## What this task involves
Every entry below should be reproduced exactly; no picture is to be included.
Task data: Begin
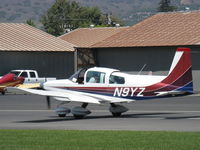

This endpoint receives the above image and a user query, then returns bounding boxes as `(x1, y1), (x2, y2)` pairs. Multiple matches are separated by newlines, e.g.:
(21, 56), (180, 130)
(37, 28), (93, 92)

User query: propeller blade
(46, 96), (51, 109)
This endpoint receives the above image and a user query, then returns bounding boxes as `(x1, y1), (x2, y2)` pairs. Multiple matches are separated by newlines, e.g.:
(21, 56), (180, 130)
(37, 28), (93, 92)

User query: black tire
(112, 112), (121, 117)
(73, 115), (84, 119)
(1, 91), (5, 95)
(58, 114), (66, 117)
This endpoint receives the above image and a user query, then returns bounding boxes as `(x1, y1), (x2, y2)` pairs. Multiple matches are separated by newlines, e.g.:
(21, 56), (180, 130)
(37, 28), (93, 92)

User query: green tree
(41, 0), (123, 36)
(26, 19), (36, 27)
(158, 0), (177, 12)
(99, 14), (124, 27)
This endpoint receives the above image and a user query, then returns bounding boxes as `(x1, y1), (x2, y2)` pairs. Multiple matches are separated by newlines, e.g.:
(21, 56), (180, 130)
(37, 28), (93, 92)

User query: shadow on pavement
(14, 112), (194, 123)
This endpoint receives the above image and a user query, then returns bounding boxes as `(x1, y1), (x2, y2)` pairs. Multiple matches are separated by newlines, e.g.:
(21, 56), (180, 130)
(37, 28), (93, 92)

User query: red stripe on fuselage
(55, 48), (192, 98)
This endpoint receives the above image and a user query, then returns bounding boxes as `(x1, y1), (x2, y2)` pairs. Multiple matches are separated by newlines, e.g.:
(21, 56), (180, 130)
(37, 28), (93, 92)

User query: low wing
(7, 87), (100, 104)
(7, 87), (133, 104)
(79, 91), (134, 103)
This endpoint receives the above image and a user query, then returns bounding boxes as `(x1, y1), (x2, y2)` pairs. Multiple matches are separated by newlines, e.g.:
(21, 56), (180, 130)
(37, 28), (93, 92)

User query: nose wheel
(1, 91), (5, 95)
(55, 102), (91, 119)
(55, 106), (71, 117)
(55, 101), (71, 117)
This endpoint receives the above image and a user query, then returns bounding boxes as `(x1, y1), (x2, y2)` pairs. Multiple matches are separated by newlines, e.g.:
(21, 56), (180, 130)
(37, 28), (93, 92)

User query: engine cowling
(71, 106), (91, 118)
(55, 107), (71, 117)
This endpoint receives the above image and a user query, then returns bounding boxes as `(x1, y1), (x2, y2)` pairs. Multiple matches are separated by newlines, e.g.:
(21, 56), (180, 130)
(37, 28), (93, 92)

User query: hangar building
(61, 11), (200, 91)
(59, 27), (128, 70)
(0, 23), (75, 78)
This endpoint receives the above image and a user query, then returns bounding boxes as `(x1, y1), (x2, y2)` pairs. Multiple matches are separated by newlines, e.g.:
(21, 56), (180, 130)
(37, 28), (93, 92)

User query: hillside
(0, 0), (200, 25)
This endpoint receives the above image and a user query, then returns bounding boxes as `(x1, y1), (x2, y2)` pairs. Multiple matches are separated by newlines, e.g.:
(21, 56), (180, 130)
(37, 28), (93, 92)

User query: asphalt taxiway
(0, 94), (200, 131)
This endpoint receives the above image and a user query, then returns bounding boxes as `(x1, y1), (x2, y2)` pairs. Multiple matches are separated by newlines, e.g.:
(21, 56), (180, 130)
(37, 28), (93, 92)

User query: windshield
(69, 68), (87, 83)
(10, 71), (21, 77)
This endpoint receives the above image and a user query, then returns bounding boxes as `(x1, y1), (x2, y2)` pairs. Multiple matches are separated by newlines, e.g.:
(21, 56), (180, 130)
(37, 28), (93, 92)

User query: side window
(109, 75), (125, 84)
(20, 72), (28, 78)
(86, 71), (106, 84)
(30, 72), (36, 78)
(10, 71), (20, 76)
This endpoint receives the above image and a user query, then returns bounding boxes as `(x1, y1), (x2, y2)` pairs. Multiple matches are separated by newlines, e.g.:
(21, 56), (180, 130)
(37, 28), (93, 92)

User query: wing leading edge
(7, 87), (134, 104)
(7, 87), (100, 104)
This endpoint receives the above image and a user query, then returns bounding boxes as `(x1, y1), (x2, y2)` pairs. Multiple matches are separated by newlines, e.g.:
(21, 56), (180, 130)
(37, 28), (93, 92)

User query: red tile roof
(59, 27), (128, 48)
(92, 11), (200, 48)
(0, 23), (75, 52)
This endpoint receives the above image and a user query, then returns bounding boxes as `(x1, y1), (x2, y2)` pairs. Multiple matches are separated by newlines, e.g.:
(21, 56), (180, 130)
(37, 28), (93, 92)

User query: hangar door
(96, 47), (175, 76)
(0, 51), (74, 79)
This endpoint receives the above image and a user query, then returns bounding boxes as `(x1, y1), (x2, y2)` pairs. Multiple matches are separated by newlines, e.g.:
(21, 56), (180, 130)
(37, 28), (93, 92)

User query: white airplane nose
(40, 83), (44, 89)
(42, 80), (58, 90)
(40, 82), (48, 89)
(42, 81), (51, 90)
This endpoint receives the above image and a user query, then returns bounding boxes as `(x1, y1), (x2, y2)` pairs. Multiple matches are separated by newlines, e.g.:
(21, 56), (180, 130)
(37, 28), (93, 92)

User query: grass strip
(0, 130), (200, 150)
Task data: End
## Reply
This endpoint receives the above image and a user query, then returns bounding boxes as `(x1, y1), (x2, y2)` pairs. Multiple matches are separated by newlines, e.g.:
(21, 56), (180, 130)
(37, 28), (93, 92)

User query: propeller blade
(46, 96), (51, 109)
This endpoint receives the above image and a user query, then returns bounding boxes as `(x1, y1), (x2, y2)` pairs. Multiple matches are separated by newlines, e.g.:
(21, 56), (180, 130)
(37, 28), (93, 92)

User query: black tire
(112, 112), (121, 117)
(73, 115), (84, 119)
(1, 91), (5, 95)
(58, 114), (66, 117)
This endpoint receives the above image and a user query, then returns bounding boxes as `(x1, y1), (x2, y2)` pairs. Multiple matches are separated by newlines, e.g.:
(21, 56), (180, 130)
(37, 28), (93, 92)

User query: green tree
(41, 0), (123, 36)
(26, 19), (36, 27)
(158, 0), (177, 12)
(99, 14), (124, 27)
This endpoint receives the above image and a user query, then returns bounding boxes as `(x1, y1), (x2, y2)` pairs. Multiple matches are separated by newlines, e.g.:
(21, 56), (180, 130)
(37, 28), (93, 92)

User query: shadow on pavement
(14, 112), (194, 123)
This endpoint receives the above image and a user query, then returns bounding boxes as `(x1, y1), (x2, y2)` pairs. Multiple matches are separated by newlines, e.g.:
(21, 56), (180, 130)
(37, 28), (93, 92)

User query: red stripe on fuselage
(55, 48), (192, 98)
This endpoint receives the above image and a user query, then returns bounding boxes as `(x1, y1), (x2, y2)` pairs. Multiple matches are separated by newlines, e.g.:
(21, 56), (180, 130)
(37, 28), (93, 92)

User query: low wing
(7, 87), (100, 104)
(7, 87), (133, 104)
(79, 91), (134, 103)
This endpoint receives the above image and a user query, then returns bounding boxes as `(x1, y1), (x2, y2)` pairs. Multiple matches are separated by newlines, e.g.:
(21, 56), (180, 130)
(37, 28), (93, 92)

User query: nose wheel
(1, 91), (5, 95)
(55, 102), (91, 119)
(55, 106), (71, 117)
(55, 101), (71, 117)
This endpoint receives the above image and a user query, then returns bounding boxes as `(x1, y1), (x2, y2)` pairs. Multiple matches are separated by newlines, e.g.:
(21, 56), (180, 130)
(37, 28), (93, 92)

User query: engine cowling
(71, 106), (91, 118)
(55, 107), (71, 117)
This endpoint receives the above image and a user query, then returns bounding boxes as `(x1, y1), (x2, y2)` pairs. Multiple matches are separated by newlines, e.g.:
(21, 56), (180, 130)
(37, 28), (93, 92)

User query: hangar building
(61, 11), (200, 91)
(59, 27), (128, 70)
(0, 23), (75, 78)
This endpoint receives the above image and a user query, then returns bounding boxes as `(x1, y1), (x2, y2)` pairs. Multiple matches are separated by newlines, e.g.:
(21, 56), (180, 130)
(37, 28), (93, 92)

User query: hillside
(0, 0), (200, 25)
This endpoint receives the above image and a user query, then returns bounding boxes as `(x1, y1), (x2, y2)` pairs. Multiple matches are separated by newlines, e.g.:
(21, 56), (180, 130)
(37, 28), (93, 92)

User query: asphalt taxiway
(0, 94), (200, 131)
This endpoint receives the above image and a user query, then returns bounding boxes as `(x1, y1), (x2, y2)` pairs. Multiple matches are separated by newlines, e.g.:
(21, 56), (180, 130)
(37, 28), (93, 92)

User query: windshield
(69, 68), (87, 83)
(10, 71), (21, 77)
This endpoint receives the above image and a user query, then returns bounding boxes as `(x1, y1), (x2, y2)` pairs. Multiple matches are separated by newlines, e.g.:
(21, 56), (180, 130)
(37, 28), (93, 92)

User query: side window
(109, 75), (125, 84)
(20, 72), (28, 78)
(86, 71), (106, 84)
(30, 72), (36, 78)
(10, 71), (20, 76)
This endpoint receives the above image and a user query, then returns bounding boxes as `(x1, y1), (x2, y2)` pairs. Multiple matches are separated by newlines, e.g.:
(21, 56), (180, 130)
(37, 28), (93, 92)

User query: wing leading edge
(7, 87), (134, 104)
(7, 87), (100, 104)
This endpoint receives the above image and a user query, then returns bounding boxes as `(x1, y1), (x2, y2)` pairs. Multiple matches are separated by newlines, e.g.:
(21, 56), (180, 130)
(37, 28), (93, 92)

User query: red tile roof
(59, 27), (128, 48)
(92, 11), (200, 48)
(0, 23), (75, 52)
This endpoint receives the above image and a user query, then returns bounding boxes as `(x1, y1), (x2, y2)` pairs. Multiple matches are separated by newlines, e.g.:
(21, 56), (180, 130)
(37, 28), (93, 92)

User query: hangar door
(96, 47), (175, 76)
(0, 51), (74, 79)
This endpoint receives the above image and a user query, then returns bounding boxes as `(x1, y1), (x2, y2)` pairs. Multiple matches are separated by newlines, e.g.:
(21, 56), (180, 130)
(37, 28), (93, 92)

User query: white airplane nose
(40, 83), (44, 89)
(42, 80), (58, 90)
(40, 82), (48, 89)
(42, 81), (51, 90)
This endpoint receives the above image and a user query, then returns bounding boxes as `(x1, y1), (x2, y2)` pairs. Multiple matches are separated by newlines, e.g.:
(21, 56), (180, 130)
(37, 28), (93, 92)

User query: grass strip
(0, 130), (200, 150)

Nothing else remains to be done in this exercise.